### Aim
In the thread about building Yesod, condense the paragraph beginning "In fact, the entire Stackage" into a short bulleted list of its main points.

A couple of months ago, I wanted to write a simple Web App using Yesod. The only way to get a working installation of yesod and all the dependencies was by using the sandbox thing. This however meant, that after every code change, you had to wait ~10 secs for the project to rebuild. That doesn't sound like much, but it gets annoying very quickly.


Yesod is a very challenging project to build. I'm not a user of it so I can't speak from personal experience, but the common understanding seems to be that the particular constellation of Yesod packages together hover very close to unbuildable. They are also all together quite large and rely on a lot of compilation-time tricks (template haskell) which can increase build time.

I think it's unfortunate that Yesod gets billed as the premiere web framework for Haskell because it does require some extra work to get compiled.

In fact, the entire Stackage ("stable hackage") project, I believe, was originally developed in order to get some tooling which would allow Yesod to be consistently built. If you think you're going to be primarily using Yesod then I suggest you switch to Stackage [0]. Stackage prevents install issues by building the entire Stackage group together periodically to ensure that there are no build problems. The downside is that Stackage is partial and slow to track Hackage.

You may want to try Happstack: http://happstack.com/page/view-page-slug/9/happstack-lite-tu...

[0] http://www.haskell.org/haskellwiki/Stackage


"which can increase build time."

Yeah, that's the biggest hit to my productivity, when working on a moderate sized Yesod project. Otherwise, the experience has been great.


It should only be a significant problem when you edit modules with TH. I don't know how often that occurs within a Yesod project. I imagine you can accelerate builds by isolating the TH modules.

### A run of records
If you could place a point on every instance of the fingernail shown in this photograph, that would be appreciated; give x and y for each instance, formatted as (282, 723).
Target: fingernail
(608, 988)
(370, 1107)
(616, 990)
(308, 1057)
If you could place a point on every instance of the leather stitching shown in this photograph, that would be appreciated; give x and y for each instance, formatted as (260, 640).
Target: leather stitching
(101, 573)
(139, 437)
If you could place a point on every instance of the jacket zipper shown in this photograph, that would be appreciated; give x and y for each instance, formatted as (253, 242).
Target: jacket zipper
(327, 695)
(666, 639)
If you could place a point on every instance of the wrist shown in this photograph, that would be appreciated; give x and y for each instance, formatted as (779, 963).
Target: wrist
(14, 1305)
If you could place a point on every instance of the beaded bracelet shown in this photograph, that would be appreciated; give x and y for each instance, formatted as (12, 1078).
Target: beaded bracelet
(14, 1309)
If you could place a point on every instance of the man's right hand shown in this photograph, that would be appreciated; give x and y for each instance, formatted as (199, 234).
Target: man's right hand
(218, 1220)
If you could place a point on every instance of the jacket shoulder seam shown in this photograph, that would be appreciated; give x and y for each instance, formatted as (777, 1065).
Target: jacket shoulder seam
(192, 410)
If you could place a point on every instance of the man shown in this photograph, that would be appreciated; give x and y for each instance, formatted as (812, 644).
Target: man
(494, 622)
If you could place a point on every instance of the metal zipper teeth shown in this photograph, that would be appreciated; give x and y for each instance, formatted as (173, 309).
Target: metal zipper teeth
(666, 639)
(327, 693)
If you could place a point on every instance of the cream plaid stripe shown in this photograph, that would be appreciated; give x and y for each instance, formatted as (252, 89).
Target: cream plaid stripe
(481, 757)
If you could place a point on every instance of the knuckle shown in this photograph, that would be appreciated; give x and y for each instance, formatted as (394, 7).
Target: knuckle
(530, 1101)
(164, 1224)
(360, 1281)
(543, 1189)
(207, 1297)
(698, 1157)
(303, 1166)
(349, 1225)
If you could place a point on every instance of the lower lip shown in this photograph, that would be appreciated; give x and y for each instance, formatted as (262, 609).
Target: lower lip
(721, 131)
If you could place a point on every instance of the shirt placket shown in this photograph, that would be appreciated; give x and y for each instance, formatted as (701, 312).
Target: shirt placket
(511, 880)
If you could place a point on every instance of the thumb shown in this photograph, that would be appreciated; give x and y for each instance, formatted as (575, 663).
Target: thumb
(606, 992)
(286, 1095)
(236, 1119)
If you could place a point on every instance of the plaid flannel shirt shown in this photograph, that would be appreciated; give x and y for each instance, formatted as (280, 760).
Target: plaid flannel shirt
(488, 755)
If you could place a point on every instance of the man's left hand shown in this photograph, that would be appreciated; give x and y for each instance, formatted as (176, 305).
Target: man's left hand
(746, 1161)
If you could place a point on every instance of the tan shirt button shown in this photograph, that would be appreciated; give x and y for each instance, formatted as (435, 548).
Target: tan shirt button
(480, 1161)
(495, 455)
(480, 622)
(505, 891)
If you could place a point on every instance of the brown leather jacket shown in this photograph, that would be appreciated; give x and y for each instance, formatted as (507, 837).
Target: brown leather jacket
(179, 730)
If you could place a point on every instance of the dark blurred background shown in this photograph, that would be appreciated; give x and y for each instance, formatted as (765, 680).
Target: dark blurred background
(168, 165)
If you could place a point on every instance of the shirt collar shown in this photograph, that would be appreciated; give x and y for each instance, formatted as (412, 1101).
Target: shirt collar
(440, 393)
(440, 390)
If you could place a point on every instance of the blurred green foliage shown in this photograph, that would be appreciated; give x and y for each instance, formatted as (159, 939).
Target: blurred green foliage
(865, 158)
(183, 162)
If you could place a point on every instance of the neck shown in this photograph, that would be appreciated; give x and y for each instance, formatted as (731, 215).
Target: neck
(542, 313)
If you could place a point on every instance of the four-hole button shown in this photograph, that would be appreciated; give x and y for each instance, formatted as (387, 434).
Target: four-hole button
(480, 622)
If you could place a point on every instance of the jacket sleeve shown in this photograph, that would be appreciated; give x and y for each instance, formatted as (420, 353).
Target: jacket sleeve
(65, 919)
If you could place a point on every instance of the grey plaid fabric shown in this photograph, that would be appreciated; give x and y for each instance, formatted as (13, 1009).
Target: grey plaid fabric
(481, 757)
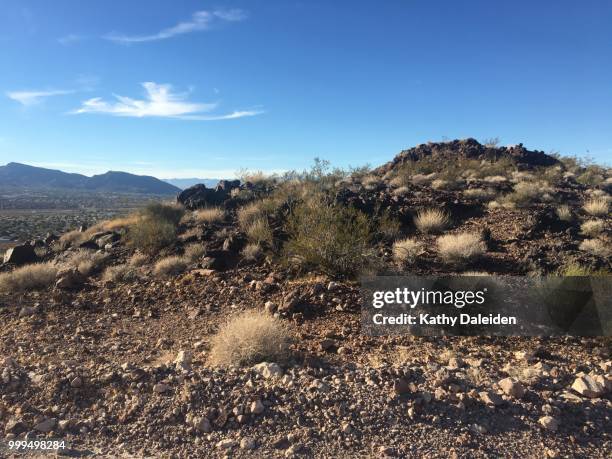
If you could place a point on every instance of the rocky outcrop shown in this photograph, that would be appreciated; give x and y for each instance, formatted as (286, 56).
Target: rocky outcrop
(20, 255)
(199, 196)
(468, 149)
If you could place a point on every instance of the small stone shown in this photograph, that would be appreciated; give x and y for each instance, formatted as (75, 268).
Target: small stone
(247, 443)
(203, 425)
(256, 407)
(549, 423)
(491, 398)
(46, 426)
(268, 370)
(160, 388)
(512, 387)
(588, 387)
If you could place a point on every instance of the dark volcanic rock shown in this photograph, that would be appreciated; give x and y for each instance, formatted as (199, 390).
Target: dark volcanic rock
(20, 254)
(469, 149)
(198, 196)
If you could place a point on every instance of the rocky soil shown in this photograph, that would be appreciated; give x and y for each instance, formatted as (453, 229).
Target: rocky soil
(121, 368)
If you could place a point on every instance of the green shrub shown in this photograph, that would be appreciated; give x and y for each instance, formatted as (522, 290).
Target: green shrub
(332, 238)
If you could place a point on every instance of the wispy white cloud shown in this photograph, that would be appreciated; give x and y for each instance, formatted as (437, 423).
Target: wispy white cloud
(28, 98)
(200, 20)
(70, 39)
(160, 101)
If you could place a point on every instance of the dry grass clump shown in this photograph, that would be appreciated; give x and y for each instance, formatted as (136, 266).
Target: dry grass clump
(152, 234)
(119, 273)
(250, 338)
(86, 261)
(479, 194)
(406, 251)
(252, 252)
(401, 191)
(332, 238)
(564, 213)
(29, 277)
(431, 221)
(194, 252)
(210, 215)
(460, 248)
(138, 259)
(592, 228)
(596, 247)
(170, 266)
(597, 207)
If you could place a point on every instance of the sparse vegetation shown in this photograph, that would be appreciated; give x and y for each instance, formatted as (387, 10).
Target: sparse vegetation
(210, 215)
(119, 273)
(597, 207)
(596, 247)
(460, 248)
(592, 228)
(332, 238)
(406, 251)
(170, 266)
(86, 261)
(252, 252)
(250, 338)
(431, 221)
(29, 277)
(194, 252)
(564, 213)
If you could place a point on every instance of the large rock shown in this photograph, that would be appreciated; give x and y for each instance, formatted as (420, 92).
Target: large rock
(198, 196)
(20, 255)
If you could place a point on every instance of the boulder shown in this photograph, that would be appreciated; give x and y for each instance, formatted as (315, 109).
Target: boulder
(20, 255)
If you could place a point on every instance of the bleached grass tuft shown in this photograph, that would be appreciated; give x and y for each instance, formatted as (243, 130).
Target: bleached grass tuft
(406, 251)
(250, 338)
(431, 221)
(460, 248)
(29, 277)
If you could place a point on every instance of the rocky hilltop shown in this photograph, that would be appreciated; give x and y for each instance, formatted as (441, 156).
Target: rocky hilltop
(228, 325)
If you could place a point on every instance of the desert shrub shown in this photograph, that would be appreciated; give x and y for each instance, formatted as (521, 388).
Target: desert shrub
(170, 266)
(152, 234)
(250, 338)
(86, 261)
(158, 211)
(576, 269)
(330, 237)
(595, 247)
(597, 207)
(252, 252)
(431, 221)
(479, 194)
(210, 215)
(138, 259)
(564, 213)
(406, 251)
(119, 273)
(388, 227)
(460, 248)
(592, 227)
(526, 193)
(194, 252)
(259, 231)
(493, 179)
(401, 191)
(29, 277)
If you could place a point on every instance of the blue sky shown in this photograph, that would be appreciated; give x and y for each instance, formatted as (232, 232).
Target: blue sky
(200, 88)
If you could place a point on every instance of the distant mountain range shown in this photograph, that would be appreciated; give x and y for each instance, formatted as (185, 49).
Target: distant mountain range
(186, 183)
(31, 177)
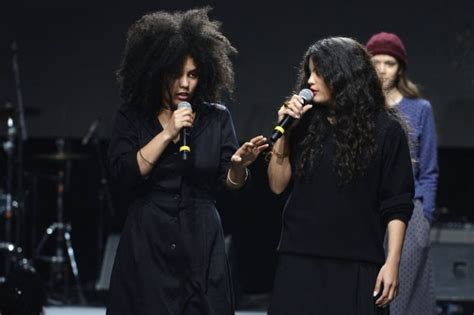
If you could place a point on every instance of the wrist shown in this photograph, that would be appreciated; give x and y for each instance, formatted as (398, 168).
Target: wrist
(392, 260)
(239, 176)
(167, 136)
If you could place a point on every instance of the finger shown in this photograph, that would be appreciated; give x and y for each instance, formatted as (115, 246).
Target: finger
(236, 158)
(262, 148)
(378, 284)
(261, 141)
(290, 112)
(297, 98)
(386, 289)
(256, 139)
(307, 107)
(249, 145)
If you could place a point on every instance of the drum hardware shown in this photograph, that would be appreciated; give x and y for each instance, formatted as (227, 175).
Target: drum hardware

### Result of the task
- The writer believes Stackage ("stable hackage") was first developed to provide tooling that would let Yesod be built consistently.
- Anyone expecting to use mainly Yesod is advised to switch to Stackage.
- Stackage prevents install issues by periodically building its whole group of packages together to make sure there are no build problems.
- Its downside is that it is partial and slow to track Hackage.